**WHAT IS ASKED:**
Transcribe every line of the listing below without changing a single character.

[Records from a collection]

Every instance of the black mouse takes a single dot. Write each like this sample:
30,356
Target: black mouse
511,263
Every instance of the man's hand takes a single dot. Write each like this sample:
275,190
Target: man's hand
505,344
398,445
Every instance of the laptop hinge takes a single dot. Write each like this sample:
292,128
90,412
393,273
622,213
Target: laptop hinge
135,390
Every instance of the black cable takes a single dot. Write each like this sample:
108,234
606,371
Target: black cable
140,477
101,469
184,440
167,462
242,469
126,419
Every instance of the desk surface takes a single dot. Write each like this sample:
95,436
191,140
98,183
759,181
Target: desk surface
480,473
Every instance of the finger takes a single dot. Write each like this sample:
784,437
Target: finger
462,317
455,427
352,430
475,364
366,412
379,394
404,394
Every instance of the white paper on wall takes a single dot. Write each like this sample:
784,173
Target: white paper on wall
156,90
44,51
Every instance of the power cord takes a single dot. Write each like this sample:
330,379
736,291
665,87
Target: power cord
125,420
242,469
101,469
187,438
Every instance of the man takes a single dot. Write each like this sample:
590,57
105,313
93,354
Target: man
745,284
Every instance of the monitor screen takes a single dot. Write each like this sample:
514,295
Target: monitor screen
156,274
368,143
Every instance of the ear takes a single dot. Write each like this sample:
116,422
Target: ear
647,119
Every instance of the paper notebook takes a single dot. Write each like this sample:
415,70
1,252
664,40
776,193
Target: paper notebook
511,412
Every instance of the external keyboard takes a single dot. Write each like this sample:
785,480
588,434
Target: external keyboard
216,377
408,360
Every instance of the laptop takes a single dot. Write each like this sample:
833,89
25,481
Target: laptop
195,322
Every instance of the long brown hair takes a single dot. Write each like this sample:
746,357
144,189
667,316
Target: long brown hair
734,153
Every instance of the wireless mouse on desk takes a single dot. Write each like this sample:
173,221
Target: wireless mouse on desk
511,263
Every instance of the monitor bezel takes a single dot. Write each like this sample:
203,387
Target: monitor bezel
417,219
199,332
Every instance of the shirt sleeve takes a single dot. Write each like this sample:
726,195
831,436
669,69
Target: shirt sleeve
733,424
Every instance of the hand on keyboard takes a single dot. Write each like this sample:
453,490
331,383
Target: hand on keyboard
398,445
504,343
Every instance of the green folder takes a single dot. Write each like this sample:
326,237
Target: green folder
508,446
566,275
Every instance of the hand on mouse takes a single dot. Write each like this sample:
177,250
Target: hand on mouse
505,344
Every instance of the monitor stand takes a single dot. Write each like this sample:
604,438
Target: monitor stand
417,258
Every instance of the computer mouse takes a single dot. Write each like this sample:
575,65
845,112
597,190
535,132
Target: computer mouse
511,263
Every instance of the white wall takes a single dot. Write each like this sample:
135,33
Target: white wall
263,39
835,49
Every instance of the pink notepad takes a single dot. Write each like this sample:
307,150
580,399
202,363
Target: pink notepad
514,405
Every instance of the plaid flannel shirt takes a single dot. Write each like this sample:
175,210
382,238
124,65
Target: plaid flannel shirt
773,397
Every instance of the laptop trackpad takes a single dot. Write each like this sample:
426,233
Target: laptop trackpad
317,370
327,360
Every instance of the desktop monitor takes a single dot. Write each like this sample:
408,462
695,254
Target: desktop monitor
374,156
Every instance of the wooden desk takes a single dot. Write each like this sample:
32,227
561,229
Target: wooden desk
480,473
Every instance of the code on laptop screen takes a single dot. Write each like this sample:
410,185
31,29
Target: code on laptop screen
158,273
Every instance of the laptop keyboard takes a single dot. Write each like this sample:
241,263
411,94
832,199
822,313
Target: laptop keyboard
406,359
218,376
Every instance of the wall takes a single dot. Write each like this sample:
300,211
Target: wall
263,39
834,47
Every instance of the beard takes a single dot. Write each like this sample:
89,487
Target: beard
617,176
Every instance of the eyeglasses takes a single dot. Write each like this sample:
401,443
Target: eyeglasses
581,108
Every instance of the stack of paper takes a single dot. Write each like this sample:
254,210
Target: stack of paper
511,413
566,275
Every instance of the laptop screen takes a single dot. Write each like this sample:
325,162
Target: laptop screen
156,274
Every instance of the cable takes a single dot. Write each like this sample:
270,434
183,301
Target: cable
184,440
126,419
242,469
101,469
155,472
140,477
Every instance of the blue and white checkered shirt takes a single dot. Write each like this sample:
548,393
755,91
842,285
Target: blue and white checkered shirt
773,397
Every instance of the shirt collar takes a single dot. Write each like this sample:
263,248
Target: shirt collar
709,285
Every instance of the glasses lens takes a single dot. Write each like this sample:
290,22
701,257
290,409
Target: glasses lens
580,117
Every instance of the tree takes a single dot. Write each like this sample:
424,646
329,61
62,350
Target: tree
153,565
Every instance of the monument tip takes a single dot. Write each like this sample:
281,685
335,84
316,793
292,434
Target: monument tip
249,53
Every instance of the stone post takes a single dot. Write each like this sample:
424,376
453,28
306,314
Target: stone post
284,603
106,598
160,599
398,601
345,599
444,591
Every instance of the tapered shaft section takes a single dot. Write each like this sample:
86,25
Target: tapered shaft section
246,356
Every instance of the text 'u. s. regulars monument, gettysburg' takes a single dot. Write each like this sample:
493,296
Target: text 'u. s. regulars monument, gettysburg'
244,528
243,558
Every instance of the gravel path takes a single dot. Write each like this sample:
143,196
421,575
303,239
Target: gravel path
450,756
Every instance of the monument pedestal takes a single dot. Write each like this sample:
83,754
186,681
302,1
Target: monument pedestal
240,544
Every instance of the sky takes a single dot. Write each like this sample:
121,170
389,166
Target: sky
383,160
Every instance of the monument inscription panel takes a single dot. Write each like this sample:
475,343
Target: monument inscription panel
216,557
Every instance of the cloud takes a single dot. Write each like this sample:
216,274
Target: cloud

**SOLVED EXERCISE:**
Every instance of the black mouse takes a single dot. Write each like this sample:
30,356
Target: black mouse
511,263
Every instance of the man's hand takes a single dot. Write each like this sample:
275,190
Target: man's hand
505,344
398,445
Every instance of the laptop hinge takes a single dot. Write each like this sample:
292,128
90,412
393,273
622,213
Target: laptop hinge
135,390
Every instance of the black cable takes a single dot. Write each like this sample:
108,234
606,371
Target: black cable
140,477
101,469
184,440
167,462
242,469
126,419
Every instance of the desk surface takes a single dot. Write each like this sample:
95,436
191,140
98,183
759,181
Target: desk surface
480,473
Every instance of the finger takes a single dot. Write each like this sample:
784,437
Target: finger
462,317
455,427
352,430
475,364
366,412
379,394
404,394
Every instance of the white paper on wall takes a single dot. Write each like this sample:
784,173
Target: white paper on wall
156,90
44,51
Every instance of the power cord takes a single dot. Write each like this sample:
330,379
736,291
665,87
Target: power cord
125,420
242,469
101,469
187,438
Every instance of the man takes a single dot. Write each like this sample:
590,57
105,313
93,354
Target: man
745,284
Every instance of the monitor screen takes a single dot. Write each like this sample:
514,295
Target: monitor screen
156,274
368,143
Every instance of the ear takes a single dot. Write each like this sample:
116,422
Target: ear
647,119
Every instance of the paper notebook takes a single dot. Write each like this sample:
415,70
1,252
664,40
776,193
Target: paper notebook
511,412
Every instance of the external keyboard takes a single dot. Write each like this sample:
785,480
588,434
Target: external keyboard
216,377
408,360
Every instance of the laptop takes a single dot. Write each like this sample:
833,89
25,481
Target: laptop
195,322
Every instance of the long brown hair takes a single dot. Write each like this sample:
746,357
144,189
667,316
Target: long brown hair
734,153
Every instance of the wireless mouse on desk takes a single dot. Write each like this sample:
173,221
Target: wireless mouse on desk
511,263
Every instance of the monitor bezel takes a single dot. Write each like this sample:
203,387
Target: monitor bezel
417,219
199,332
Every instance of the shirt sleeve takes a single dot. Write each like this sample:
726,195
831,436
669,69
Target: shirt sleeve
733,424
Every instance of the hand on keyboard takes a single dot. Write each like this sample:
453,490
331,383
Target: hand on keyboard
398,445
504,343
Every instance of the green folder takes a single dot. Write each like this sample:
326,237
Target: green folder
508,446
566,275
Every instance of the hand on mouse takes a single dot. Write each like this sample:
177,250
Target: hand on mouse
505,344
Every instance of the monitor stand takes a single dot. Write each like this sample:
604,438
Target: monitor stand
417,258
Every instance of the computer mouse takes a single dot. Write each like this sample:
575,65
845,112
597,190
535,132
Target: computer mouse
511,263
Every instance of the white wall takes a single dot. Write each like this sample:
135,33
Target: white wall
263,39
835,49
Every instance of the pink notepad takes a single dot. Write each like this sample:
307,150
580,399
202,363
Target: pink notepad
514,405
Every instance of the plaid flannel shirt takes a single dot. Write each like this sample:
175,210
382,238
124,65
Target: plaid flannel shirt
773,397
Every instance of the laptop trackpad takes a single dot. Write each like this sample:
426,233
Target: laptop trackpad
317,370
327,360
Every instance of the desktop monitor takes a single dot. Write each like this sample:
408,462
695,254
Target: desktop monitor
374,156
Every instance of the wooden desk takes a single dot. Write each like this sample:
32,227
561,229
Target: wooden desk
480,473
Every instance of the code on laptop screen takes a single dot. Write each like this sample:
410,185
31,29
Target: code on laptop screen
158,273
Every instance of the laptop keyboard takes a single dot. Write each like this sample:
241,263
411,94
832,199
822,313
Target: laptop keyboard
406,359
218,376
Every instance of the wall takes a single dot. Write each like this sample:
300,211
Target: wall
263,39
834,47
Every instance of the beard takes a single dot. Write each like this sample:
89,487
Target: beard
617,176
Every instance of the eyeglasses takes a single dot. Write each like this sample:
401,443
Target: eyeglasses
581,108
Every instance of the stack of paper takes a single dot. Write each like this sample:
254,210
Target: stack of paper
511,413
566,275
Every instance of the laptop screen takes a single dot. Write each like this sample:
325,162
Target: laptop screen
156,274
Every instance of the cable takes a single dot. Write each like this sample:
270,434
183,301
Target: cable
184,440
126,419
242,469
101,469
155,472
140,477
Every instance of the blue and white checkered shirt takes a single dot. Write each like this sample:
548,393
755,91
842,285
Target: blue and white checkered shirt
773,397
Every instance of the shirt collar takes a single dot. Write each like this sample:
263,248
Target: shirt collar
709,285
Every instance of the glasses lens takes a single dot. Write each like this sample:
290,22
701,257
290,409
Target: glasses lens
580,117
Every instance of the tree takes a single dot. Write each like this sample:
424,646
329,61
62,350
Target: tree
153,565
Every instance of the monument tip takes a single dot. Write each like this sample:
281,685
335,84
316,793
292,434
Target: monument tip
249,53
Every instance of the stone post takes a single dot. Write each like this sample:
424,376
453,28
306,314
Target: stone post
284,603
106,598
160,599
398,601
345,599
444,591
Every instance of the tapered shaft section takes a single dot. Write each like this sample:
86,25
Target: tapered shaft section
246,356
Every instance of the text 'u. s. regulars monument, gettysburg' takes a single dot. Write each like this sample:
493,296
Target: text 'u. s. regulars monument, gettysburg'
244,528
243,558
Every instance of the gravel path takes a single dot. Write each like this sample:
143,196
421,575
303,239
Target: gravel path
450,756
Every instance of the monument pedestal takes a single dot. Write each like this sample:
83,754
186,681
302,1
Target: monument pedestal
240,544
Every instance of the sky takes a single dot. Write each like this sample:
121,170
389,166
Target: sky
383,160
Every instance of the monument inscription panel takes a single dot. Write each like this sample:
475,343
Target: monument inscription panel
216,557
Every instance of the cloud takes a single dot. Write each like this sample:
216,274
Target: cloud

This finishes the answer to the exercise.